**Task goal:** Pull each line containing "sample" from the data.

Data records START

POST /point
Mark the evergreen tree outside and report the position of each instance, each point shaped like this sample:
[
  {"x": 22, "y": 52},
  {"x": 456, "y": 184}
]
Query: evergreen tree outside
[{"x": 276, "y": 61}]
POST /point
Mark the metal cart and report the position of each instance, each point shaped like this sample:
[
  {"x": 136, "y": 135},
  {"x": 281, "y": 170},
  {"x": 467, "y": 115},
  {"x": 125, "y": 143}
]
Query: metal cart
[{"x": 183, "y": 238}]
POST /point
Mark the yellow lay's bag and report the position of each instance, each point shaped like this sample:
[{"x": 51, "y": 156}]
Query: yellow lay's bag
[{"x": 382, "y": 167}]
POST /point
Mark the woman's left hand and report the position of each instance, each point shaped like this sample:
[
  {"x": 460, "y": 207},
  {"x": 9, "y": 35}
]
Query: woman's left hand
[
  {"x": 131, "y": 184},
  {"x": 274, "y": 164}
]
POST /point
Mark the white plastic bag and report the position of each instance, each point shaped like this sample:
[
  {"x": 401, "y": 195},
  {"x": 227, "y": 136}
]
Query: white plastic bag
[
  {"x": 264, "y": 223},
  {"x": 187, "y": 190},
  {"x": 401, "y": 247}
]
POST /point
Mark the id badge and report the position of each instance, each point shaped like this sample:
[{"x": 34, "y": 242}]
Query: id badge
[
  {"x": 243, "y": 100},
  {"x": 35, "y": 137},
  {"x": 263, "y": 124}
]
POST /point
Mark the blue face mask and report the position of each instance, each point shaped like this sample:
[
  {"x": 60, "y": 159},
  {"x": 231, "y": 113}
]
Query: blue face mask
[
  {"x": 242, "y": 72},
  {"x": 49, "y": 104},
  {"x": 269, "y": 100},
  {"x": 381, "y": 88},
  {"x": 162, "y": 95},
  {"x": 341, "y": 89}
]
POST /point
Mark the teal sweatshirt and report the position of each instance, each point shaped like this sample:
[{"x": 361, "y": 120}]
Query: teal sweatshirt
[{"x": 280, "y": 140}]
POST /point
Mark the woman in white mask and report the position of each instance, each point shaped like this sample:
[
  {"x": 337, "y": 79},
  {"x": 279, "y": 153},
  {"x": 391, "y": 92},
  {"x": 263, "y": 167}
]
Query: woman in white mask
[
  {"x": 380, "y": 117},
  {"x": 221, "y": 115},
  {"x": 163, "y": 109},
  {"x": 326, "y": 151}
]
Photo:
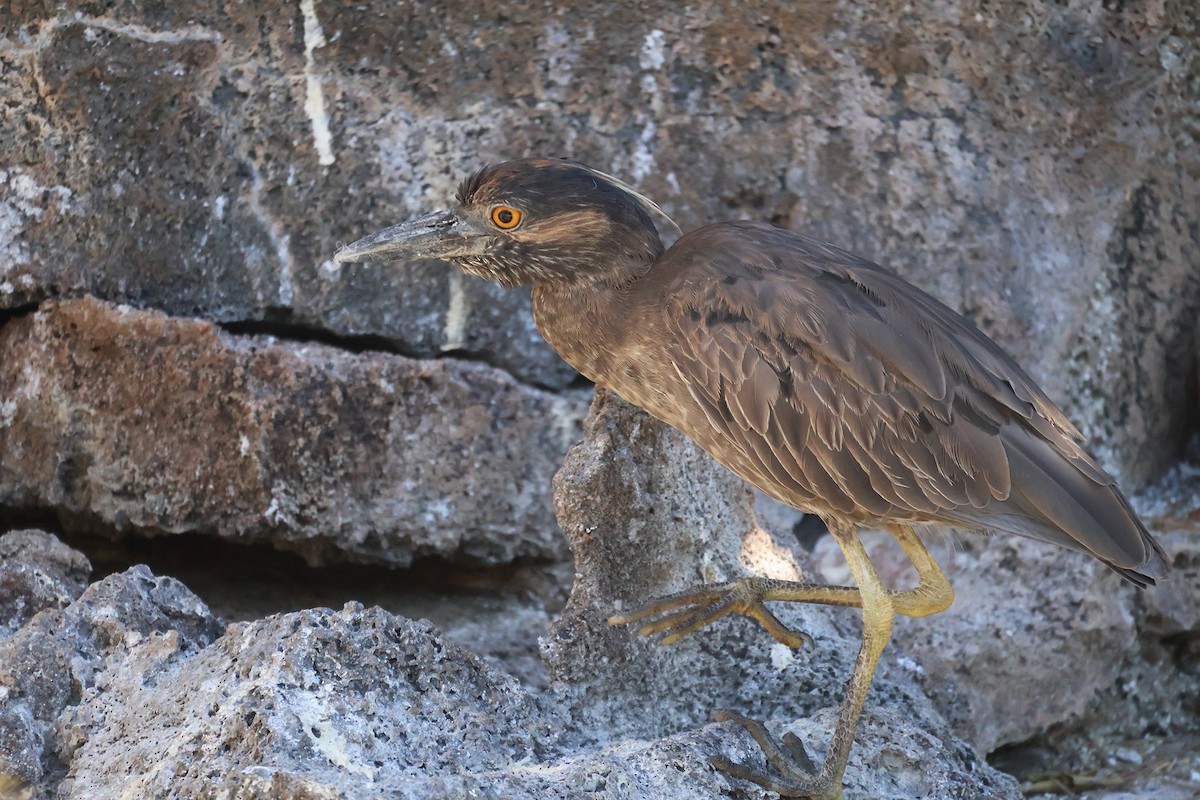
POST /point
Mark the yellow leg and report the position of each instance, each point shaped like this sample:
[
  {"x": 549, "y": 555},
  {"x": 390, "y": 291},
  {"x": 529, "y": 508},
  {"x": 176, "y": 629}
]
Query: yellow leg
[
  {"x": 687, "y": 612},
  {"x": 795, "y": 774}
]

Data records END

**Exercise result:**
Mark the evergreen tree outside and report the position of each instance, each point shaped like this sample:
Mark the metal cart and report the position of each instance, each point shaped like this sample:
Mark the yellow lay's bag and report the position of each instance, each point shaped like this sample:
Mark the woman's left hand and report the position of each instance, each point shaped like this sample:
Mark the white plastic bag and report the position of each instance, each point shaped like this sample:
Mark the id badge and report the position of each instance, each point shaped like this sample:
Mark the blue face mask and report the position of each instance, each point shaped like this sample:
Mark the teal sweatshirt and report the position of each instance, each point shaped like this sample:
Mark the woman in white mask and report the position of each instance, each point shaped like this sample:
Mark the yellow leg and report the position of each instance, each point shaped like this sample:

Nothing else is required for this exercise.